PROBLEMA CURTO 1:
Responda, com base no texto sobre a vulnerabilidade Dirty Pipe:
(a) Em que mês e ano a vulnerabilidade foi divulgada publicamente?
(b) Que aparelhos o texto cita entre parênteses como também afetados?
(c) Em quais versões do kernel Linux a falha foi corrigida?
PROBLEMA CURTO 2:
Traduza para o inglês esta frase do texto sobre a vulnerabilidade Dirty Pipe: "Esta é uma vulnerabilidade devastadora, ainda mais por seu alcance: todos os dispositivos que executam uma versão vulnerável do kernel Linux (incluindo telefones Android) são afetados!"
PROBLEMA CURTO 3:
Escreva a continuação do texto sobre a vulnerabilidade Dirty Pipe a partir de sua última frase.

____ TRECHO SELECIONADO

Explorando a Vulnerabilidade Dirty Pipes em Sistemas Linux

Em março de 2022, um pesquisador chamado Max Kellerman divulgou publicamente uma vulnerabilidade do Kernel Linux (apelidada de Dirty Pipe, por suas semelhanças com a notória exploração Dirty Cow, que afeta versões mais antigas do kernel), que permitia que invasores sobrescrevessem arbitrariamente arquivos no sistema operacional. A vulnerabilidade foi divulgada em uma postagem no blog escrito por Max Kellerman logo após a disponibilização dos patches.

As substituições de arquivos arbitrários no nível do kernel podem ser facilmente aproveitadas para escalar privilégios na máquina (ou seja, para obter privilégios de administrador ou “root“). Esta é uma vulnerabilidade devastadora, ainda mais por seu alcance: todos os dispositivos que executam uma versão vulnerável do kernel Linux (incluindo telefones Android) são afetados!

Timeline da vulnerabilidade, de sua descoberta à sua divulgação

Visão geral

Devido à sua natureza de baixo nível, qualquer discussão aprofundada das vulnerabilidades do kernel rapidamente se torna bastante complicada. A demonstração aqui se dará em termos mais amplos. Para detalhes mais aprofundados, recomendo a postagem original no blog de Max Kellerman.

É importante observar que o Dirty Pipes foi corrigido nas versões 5.16.11, 5.15.25 e 5.10.102 do kernel Linux, portanto, se você usa ou gerencia algum dispositivo Linux (ou Android), certifique-se de que eles estão executando um kernel superior aos destas versões!

________
____ TRECHOS DE DADOS

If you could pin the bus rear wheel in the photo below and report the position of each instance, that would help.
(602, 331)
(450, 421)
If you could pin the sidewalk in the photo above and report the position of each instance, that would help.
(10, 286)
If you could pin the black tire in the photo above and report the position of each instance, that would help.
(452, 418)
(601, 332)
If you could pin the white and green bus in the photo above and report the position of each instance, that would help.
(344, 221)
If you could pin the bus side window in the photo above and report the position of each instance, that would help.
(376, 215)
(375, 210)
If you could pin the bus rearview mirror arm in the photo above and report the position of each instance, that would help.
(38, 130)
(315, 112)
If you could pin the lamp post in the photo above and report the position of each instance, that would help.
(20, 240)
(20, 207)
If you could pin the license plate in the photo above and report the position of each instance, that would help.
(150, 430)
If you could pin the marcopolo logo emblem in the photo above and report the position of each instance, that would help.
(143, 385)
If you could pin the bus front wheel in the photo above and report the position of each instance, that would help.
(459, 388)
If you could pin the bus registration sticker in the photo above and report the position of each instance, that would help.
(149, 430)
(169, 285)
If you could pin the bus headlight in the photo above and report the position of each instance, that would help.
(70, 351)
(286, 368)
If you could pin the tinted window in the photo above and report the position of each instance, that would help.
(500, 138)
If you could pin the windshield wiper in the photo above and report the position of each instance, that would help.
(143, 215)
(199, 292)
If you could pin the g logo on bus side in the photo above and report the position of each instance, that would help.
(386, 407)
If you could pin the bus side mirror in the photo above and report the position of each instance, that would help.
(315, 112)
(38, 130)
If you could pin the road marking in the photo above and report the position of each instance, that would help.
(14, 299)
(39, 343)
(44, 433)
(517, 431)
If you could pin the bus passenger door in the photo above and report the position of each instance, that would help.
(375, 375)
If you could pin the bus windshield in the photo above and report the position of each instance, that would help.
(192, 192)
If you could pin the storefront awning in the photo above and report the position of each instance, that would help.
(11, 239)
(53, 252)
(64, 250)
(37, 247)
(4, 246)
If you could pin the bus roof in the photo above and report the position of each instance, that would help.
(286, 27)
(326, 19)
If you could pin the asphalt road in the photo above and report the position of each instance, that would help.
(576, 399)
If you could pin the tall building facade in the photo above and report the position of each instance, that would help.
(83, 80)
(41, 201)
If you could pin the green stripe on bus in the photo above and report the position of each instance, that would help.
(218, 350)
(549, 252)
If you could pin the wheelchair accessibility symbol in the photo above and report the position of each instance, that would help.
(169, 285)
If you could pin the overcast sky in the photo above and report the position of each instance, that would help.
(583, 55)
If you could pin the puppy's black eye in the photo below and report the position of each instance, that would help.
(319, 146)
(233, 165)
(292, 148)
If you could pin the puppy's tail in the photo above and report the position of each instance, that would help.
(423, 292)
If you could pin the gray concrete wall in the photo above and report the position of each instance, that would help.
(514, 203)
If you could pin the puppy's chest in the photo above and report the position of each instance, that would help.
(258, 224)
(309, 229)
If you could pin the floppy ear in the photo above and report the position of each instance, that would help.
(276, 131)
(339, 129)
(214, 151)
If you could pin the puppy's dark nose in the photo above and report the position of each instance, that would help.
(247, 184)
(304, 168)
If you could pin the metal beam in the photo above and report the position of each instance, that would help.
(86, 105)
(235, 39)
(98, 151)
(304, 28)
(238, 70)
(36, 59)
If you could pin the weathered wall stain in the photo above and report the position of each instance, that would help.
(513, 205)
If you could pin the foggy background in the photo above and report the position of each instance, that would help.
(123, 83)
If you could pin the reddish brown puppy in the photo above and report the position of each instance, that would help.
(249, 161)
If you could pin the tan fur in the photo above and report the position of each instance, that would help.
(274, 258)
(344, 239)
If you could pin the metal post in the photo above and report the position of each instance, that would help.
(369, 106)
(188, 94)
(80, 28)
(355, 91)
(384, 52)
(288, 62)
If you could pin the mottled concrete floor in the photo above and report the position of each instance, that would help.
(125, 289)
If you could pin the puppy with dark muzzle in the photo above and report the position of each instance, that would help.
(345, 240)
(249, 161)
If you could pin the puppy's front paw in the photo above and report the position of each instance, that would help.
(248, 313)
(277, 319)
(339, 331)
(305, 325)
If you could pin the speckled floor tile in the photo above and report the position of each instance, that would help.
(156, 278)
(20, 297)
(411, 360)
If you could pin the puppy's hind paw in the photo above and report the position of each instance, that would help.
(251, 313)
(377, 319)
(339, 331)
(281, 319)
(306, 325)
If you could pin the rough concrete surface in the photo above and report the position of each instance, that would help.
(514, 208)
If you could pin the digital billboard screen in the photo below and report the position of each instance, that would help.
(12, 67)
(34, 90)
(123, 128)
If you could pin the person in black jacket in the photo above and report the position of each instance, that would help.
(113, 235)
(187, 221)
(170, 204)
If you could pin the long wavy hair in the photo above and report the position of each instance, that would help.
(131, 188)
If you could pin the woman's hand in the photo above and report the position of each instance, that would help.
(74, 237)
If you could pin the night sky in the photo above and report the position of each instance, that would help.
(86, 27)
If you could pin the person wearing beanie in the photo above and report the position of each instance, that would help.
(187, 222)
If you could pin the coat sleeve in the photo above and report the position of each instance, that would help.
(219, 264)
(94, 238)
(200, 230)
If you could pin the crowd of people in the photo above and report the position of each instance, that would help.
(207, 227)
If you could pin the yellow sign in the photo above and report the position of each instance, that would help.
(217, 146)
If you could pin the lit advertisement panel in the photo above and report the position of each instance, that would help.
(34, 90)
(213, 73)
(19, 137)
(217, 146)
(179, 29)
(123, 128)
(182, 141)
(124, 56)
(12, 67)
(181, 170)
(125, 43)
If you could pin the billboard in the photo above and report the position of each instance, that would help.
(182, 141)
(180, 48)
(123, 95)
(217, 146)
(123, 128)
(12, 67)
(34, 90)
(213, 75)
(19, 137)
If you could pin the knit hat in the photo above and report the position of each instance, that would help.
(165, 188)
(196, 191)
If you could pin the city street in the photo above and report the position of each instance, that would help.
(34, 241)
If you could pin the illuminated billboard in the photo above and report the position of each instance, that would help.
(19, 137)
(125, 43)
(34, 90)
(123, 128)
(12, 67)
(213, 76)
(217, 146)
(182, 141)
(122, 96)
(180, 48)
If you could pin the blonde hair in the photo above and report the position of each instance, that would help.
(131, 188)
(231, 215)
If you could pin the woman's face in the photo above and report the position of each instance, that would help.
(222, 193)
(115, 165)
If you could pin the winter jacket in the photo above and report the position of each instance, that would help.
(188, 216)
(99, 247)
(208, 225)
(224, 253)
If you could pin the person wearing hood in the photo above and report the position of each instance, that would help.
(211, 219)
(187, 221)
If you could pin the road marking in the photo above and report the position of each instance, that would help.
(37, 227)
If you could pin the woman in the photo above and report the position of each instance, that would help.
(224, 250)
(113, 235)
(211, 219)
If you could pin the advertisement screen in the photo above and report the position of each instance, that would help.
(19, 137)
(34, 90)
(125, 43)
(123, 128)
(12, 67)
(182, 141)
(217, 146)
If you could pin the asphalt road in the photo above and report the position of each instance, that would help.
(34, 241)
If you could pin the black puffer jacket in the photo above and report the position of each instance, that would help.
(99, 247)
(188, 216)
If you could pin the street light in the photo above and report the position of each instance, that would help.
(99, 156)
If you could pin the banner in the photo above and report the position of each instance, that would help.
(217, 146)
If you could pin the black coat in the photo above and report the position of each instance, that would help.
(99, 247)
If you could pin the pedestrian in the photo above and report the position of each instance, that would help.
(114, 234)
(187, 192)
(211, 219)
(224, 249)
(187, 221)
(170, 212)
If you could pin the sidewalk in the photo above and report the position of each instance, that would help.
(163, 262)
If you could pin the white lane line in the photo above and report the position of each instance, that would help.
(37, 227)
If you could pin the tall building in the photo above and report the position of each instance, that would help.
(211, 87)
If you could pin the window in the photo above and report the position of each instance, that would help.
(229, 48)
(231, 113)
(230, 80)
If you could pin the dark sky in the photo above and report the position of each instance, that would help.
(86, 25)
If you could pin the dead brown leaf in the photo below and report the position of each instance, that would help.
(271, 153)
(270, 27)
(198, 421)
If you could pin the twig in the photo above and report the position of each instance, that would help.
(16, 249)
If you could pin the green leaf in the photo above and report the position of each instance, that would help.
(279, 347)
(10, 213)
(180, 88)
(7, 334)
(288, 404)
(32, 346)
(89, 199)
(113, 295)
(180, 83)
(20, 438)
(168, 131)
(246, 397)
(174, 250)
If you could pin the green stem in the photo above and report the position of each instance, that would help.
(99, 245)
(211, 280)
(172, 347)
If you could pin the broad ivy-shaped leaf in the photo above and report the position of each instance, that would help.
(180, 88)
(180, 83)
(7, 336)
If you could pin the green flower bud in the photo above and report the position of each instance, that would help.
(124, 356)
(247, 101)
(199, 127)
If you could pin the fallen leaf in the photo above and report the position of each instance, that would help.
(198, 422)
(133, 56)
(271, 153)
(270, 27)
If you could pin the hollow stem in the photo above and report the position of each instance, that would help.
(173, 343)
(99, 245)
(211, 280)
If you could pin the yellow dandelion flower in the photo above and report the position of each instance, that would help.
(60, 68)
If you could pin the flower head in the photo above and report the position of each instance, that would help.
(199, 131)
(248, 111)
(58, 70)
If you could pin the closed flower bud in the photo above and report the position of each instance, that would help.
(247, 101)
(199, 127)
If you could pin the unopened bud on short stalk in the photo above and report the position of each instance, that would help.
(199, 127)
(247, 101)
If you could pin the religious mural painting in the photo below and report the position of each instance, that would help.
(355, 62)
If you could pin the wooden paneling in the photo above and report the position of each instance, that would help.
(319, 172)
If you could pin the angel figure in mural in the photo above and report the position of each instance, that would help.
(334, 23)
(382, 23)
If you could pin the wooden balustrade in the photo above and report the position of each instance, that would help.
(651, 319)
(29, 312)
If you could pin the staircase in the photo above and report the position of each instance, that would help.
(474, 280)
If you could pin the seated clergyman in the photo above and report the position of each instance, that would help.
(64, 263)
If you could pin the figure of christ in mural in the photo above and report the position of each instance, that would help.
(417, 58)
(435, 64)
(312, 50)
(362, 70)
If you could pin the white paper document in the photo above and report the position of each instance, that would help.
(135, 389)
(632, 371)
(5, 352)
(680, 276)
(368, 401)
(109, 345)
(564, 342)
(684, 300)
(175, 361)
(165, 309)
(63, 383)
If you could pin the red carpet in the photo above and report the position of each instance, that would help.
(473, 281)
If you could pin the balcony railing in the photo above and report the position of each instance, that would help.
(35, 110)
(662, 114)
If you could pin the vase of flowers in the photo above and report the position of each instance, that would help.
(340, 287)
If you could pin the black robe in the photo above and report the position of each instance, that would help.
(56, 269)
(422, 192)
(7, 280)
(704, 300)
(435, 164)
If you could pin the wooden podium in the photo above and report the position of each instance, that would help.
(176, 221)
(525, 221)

________

RESULTADO 1:
(a) Em março de 2022.
(b) Telefones Android.
(c) Nas versões 5.16.11, 5.15.25 e 5.10.102.

RESULTADO 2:
This is a devastating vulnerability, all the more so because of its reach: every device running a vulnerable version of the Linux kernel (including Android phones) is affected!

RESULTADO 3:
Teoria

Para entender como o Dirty Pipe funciona, devemos primeiro entender como o Kernel Linux gerencia a memória.

A menor unidade de memória controlada pela CPU é chamada de página – geralmente cerca de 4Kib em sistemas modernos. A grosso modo, as páginas são usadas ao ler e gravar arquivos do disco, embora tenham muitos outros usos. A parte do kernel que gerencia as páginas é chamada de cache de página.

Quando um processo tenta abrir um arquivo, o kernel o carrega em páginas que são então disponibilizadas para o processo userland. Esse acesso à área de usuário pode ser concedido copiando-se na memória do espaço do usuário ou mantendo as páginas no espaço do kernel, mas tornando-as acessíveis por meio de chamadas de sistema (funções efetivamente especiais que são usadas para interagir com o kernel).

Ok, então o que isso tem a ver com Dirty Pipe? A vulnerabilidade surge por causa de como o kernel implementa pipes.

Você provavelmente estará familiarizado com a ideia de anonymous pipes – eles são apresentados na maioria das linguagens de shell e permitem que você passe dados entre dois processos, geralmente com o caractere pipe (|). Os pipes são caracterizados por terem duas extremidades — uma para leitura e outra para escrita; você pode ver isso por si mesmo na maneira como os pipes anônimos pegam a saída padrão de um processo e a escrevem em um pipe onde ela pode ser lida pela entrada padrão do próximo programa na cadeia.

Voltando ao tópico: o kernel do Linux fornece uma chamada de sistema chamada splice(), que é efetivamente um atalho projetado para acelerar o processo de enviar o conteúdo de um arquivo para um pipe. Essa otimização é obtida movendo as referências para as páginas que armazenam o conteúdo do arquivo, em vez de mover a totalidade dos dados. Em outras palavras, splice() nos permite apontar um pipe para uma página que já está carregada na memória, contendo uma seção de um arquivo originalmente aberto por um processo solicitando acesso somente leitura. Ao emendar uma página no pipe e depois escrever nossos próprios dados arbitrários no pipe, podemos substituir o conteúdo da página!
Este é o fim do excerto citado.